Items listed in a dataset:
=-=-=

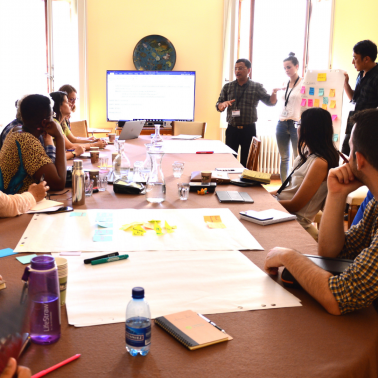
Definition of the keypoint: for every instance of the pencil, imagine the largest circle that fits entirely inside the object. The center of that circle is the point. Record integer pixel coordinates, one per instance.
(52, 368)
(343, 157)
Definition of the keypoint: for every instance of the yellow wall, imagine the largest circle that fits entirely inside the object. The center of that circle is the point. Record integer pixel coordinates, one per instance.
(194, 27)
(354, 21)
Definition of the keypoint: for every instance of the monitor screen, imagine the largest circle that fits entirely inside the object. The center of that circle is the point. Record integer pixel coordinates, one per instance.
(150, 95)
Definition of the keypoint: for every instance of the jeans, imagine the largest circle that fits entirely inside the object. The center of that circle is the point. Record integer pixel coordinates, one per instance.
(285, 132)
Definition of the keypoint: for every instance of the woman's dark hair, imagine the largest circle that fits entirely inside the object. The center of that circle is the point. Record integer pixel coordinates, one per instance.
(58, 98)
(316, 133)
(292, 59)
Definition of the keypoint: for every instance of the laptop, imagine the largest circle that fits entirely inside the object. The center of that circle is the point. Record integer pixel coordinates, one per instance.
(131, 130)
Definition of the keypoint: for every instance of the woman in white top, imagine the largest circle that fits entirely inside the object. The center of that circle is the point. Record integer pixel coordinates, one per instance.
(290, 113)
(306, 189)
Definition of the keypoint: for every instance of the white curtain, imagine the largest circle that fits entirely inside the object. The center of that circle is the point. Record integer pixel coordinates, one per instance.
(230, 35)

=-=-=

**BRIEF**
Restate the preceding entries in full, word for word, with the pictures removed.

**TASK OUTPUT**
Definition of the keypoint: for every instance of the pencil, imagine the largest circle that fits entirely inside the object. The center of that circle is the point. Record integer pixel coordinates, one per instance.
(52, 368)
(343, 157)
Definition of the keypoint: for every instance of the yellow wall, imagine the largest circle that fits entirely inside the object. The center of that circle is the point. Record integer pixel coordinates, one per instance.
(194, 27)
(354, 21)
Definition of the keypoint: for every instance of the monitor screen, imagine the largest circle that fits entirely inside the object. The center of that circle is the point. Record integer pixel coordinates, one per instance.
(150, 95)
Definition of the keypoint: for every instance of the jeans, imagine the largest circle that fits entirely inside the object. The center of that circle is the point. Record integer pixel coordinates, one per instance.
(285, 132)
Definition of the keypoint: for every instance of the woman's dark hair, imagine the largest circle that fits entirely inside the object. The center of that circle is the point. Record integer pixel coordinates, one per instance.
(58, 98)
(316, 133)
(292, 59)
Definition of the keypoint: for every instance of the laptop, imagine the largest circle that fits entirely inside the object. The center of that circle is the point. Record integer pixel coordinates, one per instance.
(131, 130)
Definition of the keypoint: for every instance of the woman in white top, imagine the largest circle that fits entirely inside the object. The center of that circle is the point. Record integer pixel coordinates, one per instance.
(290, 113)
(306, 189)
Definition of the keypoint: for every instance of the white curtain, imagine the largest circle that fits entirely inside the object. The center of that circle is the point. Record integer pixel coordinates, one per instance.
(230, 35)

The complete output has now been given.